Securities and Charities | Scams: What You Need To Know

Con artists spend lots of energy to extort money from their victims.  The following is a list of the more familiar scams.  Many scams are a combination of techniques.  By knowing this information, we hope you'll be equipped to detect falsehoods in investment recommendations.  Remember to trust your initial reaction.   It's always best to ask clarifying questions than to remain silent and come to regret it.

ONLINE WORK-AT-HOME SCHEMES
Want to make fast cash while working from your home?  Click a few keys and follow the instructions on your computer screen!  Work-at-home schemes are nothing new, but now fraud artists who once touted scams through newspapers, U.S. mail and telemarketing are now using computers to reach potential victims.  They can sit at their keyboard and reach hundreds of thousands of people, pretty much for free, in a short period of time.   Getting a phony ad or message out is now cheap and easy.

Online users need to be careful while browsing the Internet and responding to unsolicited offers.  If an ad seems too good to be true, it probably is.  Talented individuals can use a web page to create a company that looks very legitimate, but just because an ad looks legitimate on the computer screen is no reason to assume it is.

Many questionable work-at-home offers are perpetuated through classified advertising.   No matter where you find classified ads online, you are likely to find some false and misleading claims.  Traditional work-at-home schemes, such as making handcrafts or stuffing envelopes, have been replaced by offers to use your home PC to make money fast in your spare time.

- [Data lines]:
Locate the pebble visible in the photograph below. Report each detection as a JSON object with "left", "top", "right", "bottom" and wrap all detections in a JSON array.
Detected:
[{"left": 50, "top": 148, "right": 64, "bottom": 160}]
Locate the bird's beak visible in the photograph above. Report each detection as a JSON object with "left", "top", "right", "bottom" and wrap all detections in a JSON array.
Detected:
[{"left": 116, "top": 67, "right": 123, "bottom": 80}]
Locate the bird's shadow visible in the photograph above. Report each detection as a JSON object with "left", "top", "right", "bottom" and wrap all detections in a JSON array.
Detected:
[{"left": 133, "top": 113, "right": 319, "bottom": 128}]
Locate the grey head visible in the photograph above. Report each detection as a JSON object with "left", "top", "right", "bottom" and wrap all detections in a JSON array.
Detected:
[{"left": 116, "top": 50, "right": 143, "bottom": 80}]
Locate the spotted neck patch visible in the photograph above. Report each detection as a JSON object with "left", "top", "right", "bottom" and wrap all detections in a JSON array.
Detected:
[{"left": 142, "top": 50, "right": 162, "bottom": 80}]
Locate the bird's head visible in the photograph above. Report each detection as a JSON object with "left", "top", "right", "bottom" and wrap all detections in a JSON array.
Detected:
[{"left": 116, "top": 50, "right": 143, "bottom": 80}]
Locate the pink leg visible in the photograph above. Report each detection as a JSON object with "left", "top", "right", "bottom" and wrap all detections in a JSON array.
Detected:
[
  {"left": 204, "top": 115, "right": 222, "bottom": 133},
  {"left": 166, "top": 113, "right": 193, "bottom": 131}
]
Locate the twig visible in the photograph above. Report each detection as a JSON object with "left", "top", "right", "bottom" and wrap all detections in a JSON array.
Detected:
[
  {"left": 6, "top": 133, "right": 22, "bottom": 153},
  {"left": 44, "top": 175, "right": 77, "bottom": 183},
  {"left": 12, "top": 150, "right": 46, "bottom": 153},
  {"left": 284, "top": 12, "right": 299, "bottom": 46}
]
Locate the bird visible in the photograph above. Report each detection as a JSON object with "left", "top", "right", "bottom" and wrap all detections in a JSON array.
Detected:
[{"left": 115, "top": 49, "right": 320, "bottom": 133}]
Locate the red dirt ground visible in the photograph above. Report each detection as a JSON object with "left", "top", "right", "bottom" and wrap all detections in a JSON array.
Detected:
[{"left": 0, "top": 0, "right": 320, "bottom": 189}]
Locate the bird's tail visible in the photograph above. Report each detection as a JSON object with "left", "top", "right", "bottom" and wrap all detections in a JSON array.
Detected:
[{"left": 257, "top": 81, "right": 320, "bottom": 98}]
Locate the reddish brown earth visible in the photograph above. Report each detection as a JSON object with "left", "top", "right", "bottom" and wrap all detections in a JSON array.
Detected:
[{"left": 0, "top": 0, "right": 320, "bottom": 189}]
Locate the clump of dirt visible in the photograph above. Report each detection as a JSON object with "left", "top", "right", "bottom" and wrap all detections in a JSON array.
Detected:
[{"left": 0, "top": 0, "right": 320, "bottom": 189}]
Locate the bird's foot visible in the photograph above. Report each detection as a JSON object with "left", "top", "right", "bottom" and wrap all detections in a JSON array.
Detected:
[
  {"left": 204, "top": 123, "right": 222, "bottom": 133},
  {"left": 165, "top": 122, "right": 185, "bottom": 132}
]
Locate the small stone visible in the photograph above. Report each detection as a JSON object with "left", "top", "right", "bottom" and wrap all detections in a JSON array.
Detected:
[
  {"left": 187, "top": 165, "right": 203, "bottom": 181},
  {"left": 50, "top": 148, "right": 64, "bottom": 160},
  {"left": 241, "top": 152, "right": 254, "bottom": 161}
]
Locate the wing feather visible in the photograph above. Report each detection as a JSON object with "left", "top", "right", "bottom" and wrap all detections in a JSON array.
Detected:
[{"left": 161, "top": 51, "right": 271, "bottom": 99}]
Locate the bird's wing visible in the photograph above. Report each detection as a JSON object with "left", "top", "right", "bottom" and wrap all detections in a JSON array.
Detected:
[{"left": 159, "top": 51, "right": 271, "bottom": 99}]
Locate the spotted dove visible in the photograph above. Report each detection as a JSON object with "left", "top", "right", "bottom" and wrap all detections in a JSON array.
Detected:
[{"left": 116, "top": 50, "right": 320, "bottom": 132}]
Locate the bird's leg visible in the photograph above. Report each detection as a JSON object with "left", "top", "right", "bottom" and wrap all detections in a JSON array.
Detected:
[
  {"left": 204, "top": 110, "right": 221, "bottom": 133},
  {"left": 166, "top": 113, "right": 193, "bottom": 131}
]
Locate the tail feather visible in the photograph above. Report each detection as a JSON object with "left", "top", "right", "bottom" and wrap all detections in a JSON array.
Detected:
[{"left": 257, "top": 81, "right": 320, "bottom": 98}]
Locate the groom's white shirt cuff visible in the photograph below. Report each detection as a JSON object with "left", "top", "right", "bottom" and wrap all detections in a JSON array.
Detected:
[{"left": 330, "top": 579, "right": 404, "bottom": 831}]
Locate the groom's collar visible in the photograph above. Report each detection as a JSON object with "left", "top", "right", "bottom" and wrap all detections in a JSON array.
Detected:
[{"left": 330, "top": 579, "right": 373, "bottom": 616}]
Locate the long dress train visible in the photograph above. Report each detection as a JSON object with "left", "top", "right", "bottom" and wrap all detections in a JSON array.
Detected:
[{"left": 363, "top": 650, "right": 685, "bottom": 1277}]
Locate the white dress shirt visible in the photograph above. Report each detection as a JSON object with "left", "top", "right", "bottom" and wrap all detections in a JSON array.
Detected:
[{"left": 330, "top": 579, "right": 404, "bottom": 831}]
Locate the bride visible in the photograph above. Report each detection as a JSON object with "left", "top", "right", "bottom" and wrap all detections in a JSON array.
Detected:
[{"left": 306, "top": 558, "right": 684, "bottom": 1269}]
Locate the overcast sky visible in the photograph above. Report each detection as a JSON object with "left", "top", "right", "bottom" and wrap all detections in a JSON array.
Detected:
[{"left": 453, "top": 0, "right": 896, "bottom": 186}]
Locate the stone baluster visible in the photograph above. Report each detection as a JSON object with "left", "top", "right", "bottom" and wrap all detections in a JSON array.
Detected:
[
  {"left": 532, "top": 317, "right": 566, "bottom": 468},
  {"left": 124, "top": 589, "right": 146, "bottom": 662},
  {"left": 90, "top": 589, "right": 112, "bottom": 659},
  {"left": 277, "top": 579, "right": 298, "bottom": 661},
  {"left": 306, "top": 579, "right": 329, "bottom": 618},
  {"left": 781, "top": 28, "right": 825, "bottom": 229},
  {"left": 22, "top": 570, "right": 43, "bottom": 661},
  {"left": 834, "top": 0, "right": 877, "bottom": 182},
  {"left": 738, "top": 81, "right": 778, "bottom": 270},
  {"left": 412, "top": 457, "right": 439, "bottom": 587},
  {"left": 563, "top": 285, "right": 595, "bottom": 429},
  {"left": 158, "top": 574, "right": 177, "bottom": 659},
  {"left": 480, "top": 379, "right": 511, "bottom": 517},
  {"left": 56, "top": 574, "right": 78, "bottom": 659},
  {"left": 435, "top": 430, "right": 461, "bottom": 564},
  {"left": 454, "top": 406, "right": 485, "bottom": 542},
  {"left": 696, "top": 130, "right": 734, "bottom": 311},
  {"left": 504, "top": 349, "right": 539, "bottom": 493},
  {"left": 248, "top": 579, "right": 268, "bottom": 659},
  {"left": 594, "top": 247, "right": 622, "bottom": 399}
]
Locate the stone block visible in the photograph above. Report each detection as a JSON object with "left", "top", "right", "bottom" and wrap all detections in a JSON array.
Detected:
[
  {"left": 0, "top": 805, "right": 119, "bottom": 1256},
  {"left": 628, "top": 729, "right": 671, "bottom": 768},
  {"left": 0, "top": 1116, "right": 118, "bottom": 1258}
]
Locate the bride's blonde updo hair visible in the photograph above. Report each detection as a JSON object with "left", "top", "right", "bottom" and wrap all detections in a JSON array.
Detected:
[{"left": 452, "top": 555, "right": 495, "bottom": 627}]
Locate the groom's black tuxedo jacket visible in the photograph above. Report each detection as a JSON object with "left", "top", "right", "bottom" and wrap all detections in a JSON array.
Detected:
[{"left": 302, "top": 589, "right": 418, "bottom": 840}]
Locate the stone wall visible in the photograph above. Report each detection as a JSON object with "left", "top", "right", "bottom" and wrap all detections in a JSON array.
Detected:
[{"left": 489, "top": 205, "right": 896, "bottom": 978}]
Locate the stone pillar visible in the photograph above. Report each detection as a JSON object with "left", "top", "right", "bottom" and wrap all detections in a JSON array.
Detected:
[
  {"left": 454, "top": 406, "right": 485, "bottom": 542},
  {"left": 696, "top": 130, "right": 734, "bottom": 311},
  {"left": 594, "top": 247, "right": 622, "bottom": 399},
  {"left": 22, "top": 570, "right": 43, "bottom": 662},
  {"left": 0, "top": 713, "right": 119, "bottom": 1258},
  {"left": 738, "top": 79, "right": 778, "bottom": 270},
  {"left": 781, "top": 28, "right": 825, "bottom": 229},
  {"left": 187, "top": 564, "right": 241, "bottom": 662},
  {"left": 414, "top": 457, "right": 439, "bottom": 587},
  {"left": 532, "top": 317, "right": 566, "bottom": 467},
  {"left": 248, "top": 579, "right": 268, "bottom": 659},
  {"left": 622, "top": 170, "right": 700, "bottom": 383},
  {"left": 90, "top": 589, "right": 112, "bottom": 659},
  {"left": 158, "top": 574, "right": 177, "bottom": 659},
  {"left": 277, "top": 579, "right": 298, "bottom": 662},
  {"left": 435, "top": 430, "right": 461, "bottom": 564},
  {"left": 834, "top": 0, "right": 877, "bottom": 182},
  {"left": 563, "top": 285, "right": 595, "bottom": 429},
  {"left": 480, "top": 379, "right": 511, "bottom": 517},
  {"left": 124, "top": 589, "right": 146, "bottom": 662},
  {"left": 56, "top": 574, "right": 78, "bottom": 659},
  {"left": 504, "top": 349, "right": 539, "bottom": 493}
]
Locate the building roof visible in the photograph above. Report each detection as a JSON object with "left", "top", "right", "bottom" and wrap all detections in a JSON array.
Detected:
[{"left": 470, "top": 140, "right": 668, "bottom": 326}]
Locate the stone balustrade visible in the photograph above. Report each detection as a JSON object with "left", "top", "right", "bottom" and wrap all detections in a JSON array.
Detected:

- [Given exercise 1]: According to the scams text, why have work-at-home fraud artists moved to computers to reach victims?
- [Given exercise 2]: In the scams text, print the part that runs from "ONLINE WORK-AT-HOME SCHEMES" to "assume it is.".
- [Given exercise 3]: Condense the paragraph of the scams text that begins "Online users need to be careful" into a short bulleted list that keeps its main facts.

- [Result 1]: From their keyboards, fraud artists can reach hundreds of thousands of people in a short time at almost no cost. Getting a phony ad or message out online is now cheap and easy.

- [Result 2]:
ONLINE WORK-AT-HOME SCHEMES
Want to make fast cash while working from your home?  Click a few keys and follow the instructions on your computer screen!  Work-at-home schemes are nothing new, but now fraud artists who once touted scams through newspapers, U.S. mail and telemarketing are now using computers to reach potential victims.  They can sit at their keyboard and reach hundreds of thousands of people, pretty much for free, in a short period of time.   Getting a phony ad or message out is now cheap and easy.

Online users need to be careful while browsing the Internet and responding to unsolicited offers.  If an ad seems too good to be true, it probably is.  Talented individuals can use a web page to create a company that looks very legitimate, but just because an ad looks legitimate on the computer screen is no reason to assume it is.

- [Result 3]:
- Be careful when browsing the Internet and responding to unsolicited offers.
- An ad that seems too good to be true probably is.
- A skilled person can use a web page to make a company look very legitimate.
- An ad that looks legitimate on screen is not necessarily legitimate.